Object position labeling rows
****************

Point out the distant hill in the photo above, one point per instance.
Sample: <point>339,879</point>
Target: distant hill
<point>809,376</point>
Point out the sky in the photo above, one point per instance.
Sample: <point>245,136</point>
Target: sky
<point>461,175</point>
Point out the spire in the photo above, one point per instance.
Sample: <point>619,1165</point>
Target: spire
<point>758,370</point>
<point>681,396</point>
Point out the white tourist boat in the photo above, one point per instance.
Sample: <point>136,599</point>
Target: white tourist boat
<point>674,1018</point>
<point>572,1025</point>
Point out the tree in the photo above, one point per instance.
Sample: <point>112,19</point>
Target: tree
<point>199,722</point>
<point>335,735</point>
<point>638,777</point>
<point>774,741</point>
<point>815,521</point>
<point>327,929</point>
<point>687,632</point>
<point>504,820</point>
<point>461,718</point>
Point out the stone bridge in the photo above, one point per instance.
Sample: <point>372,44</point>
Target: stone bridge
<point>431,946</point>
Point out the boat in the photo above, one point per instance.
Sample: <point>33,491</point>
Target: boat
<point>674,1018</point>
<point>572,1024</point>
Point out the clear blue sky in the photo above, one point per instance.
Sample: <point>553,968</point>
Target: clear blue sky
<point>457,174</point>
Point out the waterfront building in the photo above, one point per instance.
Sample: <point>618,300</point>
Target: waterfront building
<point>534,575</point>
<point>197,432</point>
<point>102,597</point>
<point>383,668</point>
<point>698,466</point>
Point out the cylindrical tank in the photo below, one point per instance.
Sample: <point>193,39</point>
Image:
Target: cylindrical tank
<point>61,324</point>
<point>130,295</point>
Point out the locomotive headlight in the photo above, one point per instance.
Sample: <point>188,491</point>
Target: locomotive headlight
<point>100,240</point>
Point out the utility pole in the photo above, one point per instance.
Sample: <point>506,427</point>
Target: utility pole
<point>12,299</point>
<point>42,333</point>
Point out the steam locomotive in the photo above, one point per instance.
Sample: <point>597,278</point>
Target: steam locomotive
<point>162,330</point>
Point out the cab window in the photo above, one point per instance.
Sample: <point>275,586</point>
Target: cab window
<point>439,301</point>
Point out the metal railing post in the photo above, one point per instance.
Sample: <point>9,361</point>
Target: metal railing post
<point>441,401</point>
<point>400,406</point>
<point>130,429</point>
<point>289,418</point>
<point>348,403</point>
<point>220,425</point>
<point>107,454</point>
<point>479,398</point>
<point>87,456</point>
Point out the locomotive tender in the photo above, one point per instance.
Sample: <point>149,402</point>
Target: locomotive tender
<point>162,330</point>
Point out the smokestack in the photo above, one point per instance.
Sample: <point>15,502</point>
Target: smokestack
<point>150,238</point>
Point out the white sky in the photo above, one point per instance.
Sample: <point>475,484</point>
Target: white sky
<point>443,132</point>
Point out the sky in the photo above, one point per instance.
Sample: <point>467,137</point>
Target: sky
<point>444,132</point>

****************

Aim – Please reproduce only the rows starting at the line containing "Point out the clear" and ending at the line containing "<point>439,301</point>", with the request and sample lines kept as they are. Scale every coordinate in the answer points by 1.05 and round each result to a whole number, rounding halves up.

Full answer –
Point out the clear blue sky in the photo above, one point per instance.
Sample: <point>553,968</point>
Target: clear blue sky
<point>480,183</point>
Point out the waterfront building in the photo above, one point per instance.
Sample: <point>618,300</point>
Target: waterfront building
<point>561,604</point>
<point>207,454</point>
<point>107,627</point>
<point>402,701</point>
<point>733,489</point>
Point out the cylindrical tank in the photo below, one point per instance.
Sample: <point>193,39</point>
Image:
Target: cylindrical tank
<point>64,340</point>
<point>137,310</point>
Point out the locomotive headlight in the photo above, one point per instance.
Sample: <point>188,491</point>
Target: locomotive headlight
<point>105,252</point>
Point out the utility pole in the photo above, one point per instance.
Sample: <point>506,427</point>
Target: utility pole
<point>13,314</point>
<point>44,350</point>
Point out the steam locomotive in the photo above, one point per instance.
Sample: <point>597,278</point>
Target: steam locomotive
<point>170,347</point>
Point out the cab window in the photo above, one point per instance.
Sample: <point>275,586</point>
Target: cab window
<point>461,316</point>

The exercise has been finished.